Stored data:
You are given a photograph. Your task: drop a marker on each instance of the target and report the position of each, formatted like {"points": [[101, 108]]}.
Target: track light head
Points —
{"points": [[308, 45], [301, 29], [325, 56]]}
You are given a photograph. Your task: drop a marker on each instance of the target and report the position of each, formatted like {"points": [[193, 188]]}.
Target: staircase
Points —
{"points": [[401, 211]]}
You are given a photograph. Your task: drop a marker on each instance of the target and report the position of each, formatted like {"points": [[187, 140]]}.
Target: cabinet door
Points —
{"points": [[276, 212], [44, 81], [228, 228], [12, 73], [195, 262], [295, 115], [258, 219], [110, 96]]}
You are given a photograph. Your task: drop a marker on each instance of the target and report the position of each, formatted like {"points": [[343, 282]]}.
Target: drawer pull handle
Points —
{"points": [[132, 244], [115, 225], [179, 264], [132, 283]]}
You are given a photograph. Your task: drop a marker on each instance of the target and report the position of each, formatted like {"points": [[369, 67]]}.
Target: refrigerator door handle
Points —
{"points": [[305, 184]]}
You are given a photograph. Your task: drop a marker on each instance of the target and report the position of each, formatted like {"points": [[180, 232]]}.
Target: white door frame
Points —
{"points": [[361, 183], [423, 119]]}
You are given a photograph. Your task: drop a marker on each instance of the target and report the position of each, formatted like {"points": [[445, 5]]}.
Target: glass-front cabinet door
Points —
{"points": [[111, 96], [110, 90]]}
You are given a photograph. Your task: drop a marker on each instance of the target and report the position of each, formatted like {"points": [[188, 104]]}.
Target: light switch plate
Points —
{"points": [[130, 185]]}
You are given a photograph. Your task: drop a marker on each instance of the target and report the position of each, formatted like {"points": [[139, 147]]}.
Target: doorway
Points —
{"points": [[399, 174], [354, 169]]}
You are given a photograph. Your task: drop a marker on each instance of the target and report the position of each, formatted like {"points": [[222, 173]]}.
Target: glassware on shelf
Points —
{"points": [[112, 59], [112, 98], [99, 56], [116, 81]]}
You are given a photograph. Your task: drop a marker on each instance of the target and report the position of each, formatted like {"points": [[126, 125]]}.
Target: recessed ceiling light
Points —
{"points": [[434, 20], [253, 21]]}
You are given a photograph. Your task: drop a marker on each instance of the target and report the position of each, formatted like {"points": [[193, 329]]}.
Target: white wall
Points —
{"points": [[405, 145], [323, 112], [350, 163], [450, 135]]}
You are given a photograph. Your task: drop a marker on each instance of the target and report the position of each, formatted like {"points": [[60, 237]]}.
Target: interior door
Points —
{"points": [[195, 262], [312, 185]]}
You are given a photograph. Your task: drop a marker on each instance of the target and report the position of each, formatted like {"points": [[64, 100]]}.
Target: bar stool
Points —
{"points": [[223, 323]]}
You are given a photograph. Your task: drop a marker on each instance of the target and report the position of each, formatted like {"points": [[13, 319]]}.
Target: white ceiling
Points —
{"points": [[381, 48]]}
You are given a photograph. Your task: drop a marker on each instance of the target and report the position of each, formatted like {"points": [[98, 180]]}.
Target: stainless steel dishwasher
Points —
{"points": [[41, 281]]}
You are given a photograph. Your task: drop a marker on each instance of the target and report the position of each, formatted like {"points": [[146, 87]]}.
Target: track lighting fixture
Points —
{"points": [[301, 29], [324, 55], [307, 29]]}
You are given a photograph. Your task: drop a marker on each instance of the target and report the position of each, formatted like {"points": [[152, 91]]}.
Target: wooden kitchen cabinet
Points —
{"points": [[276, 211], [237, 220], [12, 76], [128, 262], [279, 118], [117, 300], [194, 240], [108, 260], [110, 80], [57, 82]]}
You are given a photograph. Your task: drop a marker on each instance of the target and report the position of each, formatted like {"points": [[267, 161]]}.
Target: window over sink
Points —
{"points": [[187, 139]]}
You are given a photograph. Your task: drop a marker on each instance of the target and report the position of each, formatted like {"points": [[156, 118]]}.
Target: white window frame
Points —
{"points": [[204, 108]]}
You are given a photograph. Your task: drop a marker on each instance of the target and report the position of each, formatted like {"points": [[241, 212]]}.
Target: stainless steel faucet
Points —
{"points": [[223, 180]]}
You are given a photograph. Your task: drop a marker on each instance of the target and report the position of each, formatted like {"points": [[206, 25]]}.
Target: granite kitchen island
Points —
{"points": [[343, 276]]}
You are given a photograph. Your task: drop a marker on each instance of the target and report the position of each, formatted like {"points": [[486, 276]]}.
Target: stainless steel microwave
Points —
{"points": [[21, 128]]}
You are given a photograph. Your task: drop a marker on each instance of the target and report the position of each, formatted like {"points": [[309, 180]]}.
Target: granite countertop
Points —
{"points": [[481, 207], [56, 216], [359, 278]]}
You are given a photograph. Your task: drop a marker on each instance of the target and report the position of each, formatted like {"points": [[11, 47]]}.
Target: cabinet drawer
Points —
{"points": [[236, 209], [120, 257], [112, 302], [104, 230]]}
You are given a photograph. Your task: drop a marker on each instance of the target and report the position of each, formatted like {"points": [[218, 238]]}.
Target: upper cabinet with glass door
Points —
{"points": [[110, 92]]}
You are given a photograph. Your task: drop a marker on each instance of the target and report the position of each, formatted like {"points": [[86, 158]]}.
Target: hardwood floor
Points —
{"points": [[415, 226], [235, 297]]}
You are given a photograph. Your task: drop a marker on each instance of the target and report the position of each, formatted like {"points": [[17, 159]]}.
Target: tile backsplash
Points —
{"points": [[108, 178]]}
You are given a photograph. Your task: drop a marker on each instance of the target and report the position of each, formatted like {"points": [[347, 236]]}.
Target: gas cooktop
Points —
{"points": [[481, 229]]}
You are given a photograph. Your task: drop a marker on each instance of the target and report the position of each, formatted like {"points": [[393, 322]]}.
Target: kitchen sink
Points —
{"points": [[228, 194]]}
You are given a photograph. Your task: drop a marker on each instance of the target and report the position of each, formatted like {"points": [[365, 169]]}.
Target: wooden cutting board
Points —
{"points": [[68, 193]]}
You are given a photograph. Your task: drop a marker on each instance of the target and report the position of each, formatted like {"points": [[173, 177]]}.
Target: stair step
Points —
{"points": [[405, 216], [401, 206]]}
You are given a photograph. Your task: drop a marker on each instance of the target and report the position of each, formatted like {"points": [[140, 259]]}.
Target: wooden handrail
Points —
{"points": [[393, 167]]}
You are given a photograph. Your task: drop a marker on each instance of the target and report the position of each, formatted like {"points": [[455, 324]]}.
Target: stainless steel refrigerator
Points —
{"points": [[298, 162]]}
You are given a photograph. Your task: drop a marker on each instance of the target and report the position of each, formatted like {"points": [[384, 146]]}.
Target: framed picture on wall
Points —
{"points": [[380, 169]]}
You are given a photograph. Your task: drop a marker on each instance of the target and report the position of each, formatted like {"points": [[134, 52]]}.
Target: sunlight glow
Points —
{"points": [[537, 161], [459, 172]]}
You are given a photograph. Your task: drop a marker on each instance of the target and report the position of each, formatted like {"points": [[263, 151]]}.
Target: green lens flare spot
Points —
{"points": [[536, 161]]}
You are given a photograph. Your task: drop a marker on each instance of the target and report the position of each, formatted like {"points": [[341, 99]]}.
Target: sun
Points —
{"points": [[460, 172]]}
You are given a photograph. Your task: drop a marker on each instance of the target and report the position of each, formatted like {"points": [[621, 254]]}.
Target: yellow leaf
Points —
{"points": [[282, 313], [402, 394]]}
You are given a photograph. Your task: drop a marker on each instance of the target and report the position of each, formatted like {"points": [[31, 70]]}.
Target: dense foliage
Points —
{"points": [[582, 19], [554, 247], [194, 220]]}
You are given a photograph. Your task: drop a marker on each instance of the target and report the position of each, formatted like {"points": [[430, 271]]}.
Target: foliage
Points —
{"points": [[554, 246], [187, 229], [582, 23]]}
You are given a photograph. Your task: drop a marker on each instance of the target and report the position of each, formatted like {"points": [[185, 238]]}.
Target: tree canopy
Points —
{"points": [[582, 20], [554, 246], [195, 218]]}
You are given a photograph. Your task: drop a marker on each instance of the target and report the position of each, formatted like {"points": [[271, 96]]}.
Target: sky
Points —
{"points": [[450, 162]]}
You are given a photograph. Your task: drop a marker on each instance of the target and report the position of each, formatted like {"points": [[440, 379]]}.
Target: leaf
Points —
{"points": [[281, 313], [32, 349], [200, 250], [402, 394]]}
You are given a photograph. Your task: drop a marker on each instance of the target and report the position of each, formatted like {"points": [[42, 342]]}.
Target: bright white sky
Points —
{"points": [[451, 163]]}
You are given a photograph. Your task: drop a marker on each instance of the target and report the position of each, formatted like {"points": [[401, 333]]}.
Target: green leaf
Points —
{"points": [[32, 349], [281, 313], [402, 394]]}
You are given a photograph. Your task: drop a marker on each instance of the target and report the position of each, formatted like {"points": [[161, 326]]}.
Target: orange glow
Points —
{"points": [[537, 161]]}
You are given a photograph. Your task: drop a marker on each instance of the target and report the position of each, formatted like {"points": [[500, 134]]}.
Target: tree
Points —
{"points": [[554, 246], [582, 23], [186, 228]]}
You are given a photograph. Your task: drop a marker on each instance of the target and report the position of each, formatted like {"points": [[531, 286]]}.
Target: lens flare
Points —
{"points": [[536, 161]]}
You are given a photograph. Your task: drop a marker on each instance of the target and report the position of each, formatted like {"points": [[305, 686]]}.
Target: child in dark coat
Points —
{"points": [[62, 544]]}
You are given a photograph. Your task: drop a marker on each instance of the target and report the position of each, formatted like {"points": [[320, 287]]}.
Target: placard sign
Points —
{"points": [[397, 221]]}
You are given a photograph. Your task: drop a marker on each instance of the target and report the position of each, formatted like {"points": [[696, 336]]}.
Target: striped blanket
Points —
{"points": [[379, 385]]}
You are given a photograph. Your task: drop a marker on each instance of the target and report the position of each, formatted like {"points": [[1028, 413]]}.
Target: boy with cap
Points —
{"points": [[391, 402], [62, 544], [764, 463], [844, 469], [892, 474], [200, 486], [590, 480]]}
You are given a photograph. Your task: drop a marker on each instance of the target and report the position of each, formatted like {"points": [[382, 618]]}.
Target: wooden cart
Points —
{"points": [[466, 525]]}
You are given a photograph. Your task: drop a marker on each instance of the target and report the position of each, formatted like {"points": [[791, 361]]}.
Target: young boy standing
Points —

WHAT THE TASK ASKS:
Take the records above and return, word for word, only the lines that fall from the line with "Target: leaf" to the line with "Target: boy with cap", both of them included.

WRITTEN REPLY:
Target: leaf
Points —
{"points": [[281, 313], [32, 349], [200, 250], [402, 394]]}
You are given a photograph. Your task: drop a marker on each instance of the target and report the position of each, formatted like {"points": [[42, 342]]}.
Target: bright white sky
Points —
{"points": [[451, 163]]}
You are given a photograph. Your task: drop a marker on each instance of the target and report the position of each, formatted like {"points": [[401, 333]]}.
Target: green leaf
Points —
{"points": [[32, 349], [281, 313], [402, 394]]}
You are given a photograph. Your task: drop a marker on each instance of the target and report the position of each, formatted like {"points": [[161, 326]]}.
Target: orange glow
Points —
{"points": [[537, 161]]}
You are given a photograph. Your task: drop a marker on each instance of the target and report the position of each, formatted like {"points": [[500, 134]]}.
Target: tree
Points —
{"points": [[554, 246], [582, 23], [186, 228]]}
You are given a photograph. Your task: drop a marker on each instance of the target and report the position of each, formatted like {"points": [[531, 286]]}.
Target: lens flare
Points —
{"points": [[536, 161]]}
You are given a photograph. Your task: drop a marker on each instance of the target and report the position of each, formatted like {"points": [[305, 686]]}.
Target: child in dark coat
Points —
{"points": [[62, 544]]}
You are given a photograph. Your task: drop a marker on each instance of the target and report the position of each, formatted like {"points": [[320, 287]]}.
Target: placard sign
Points —
{"points": [[397, 221]]}
You are given a photograph. Your task: drop a marker on each instance of the target and report the position of each, formatted like {"points": [[696, 336]]}.
Target: striped blanket
Points —
{"points": [[379, 385]]}
You are given a photograph. Your task: drop a marker on each instance of the target and report the position of each, formatted like {"points": [[1028, 413]]}.
Target: boy with cap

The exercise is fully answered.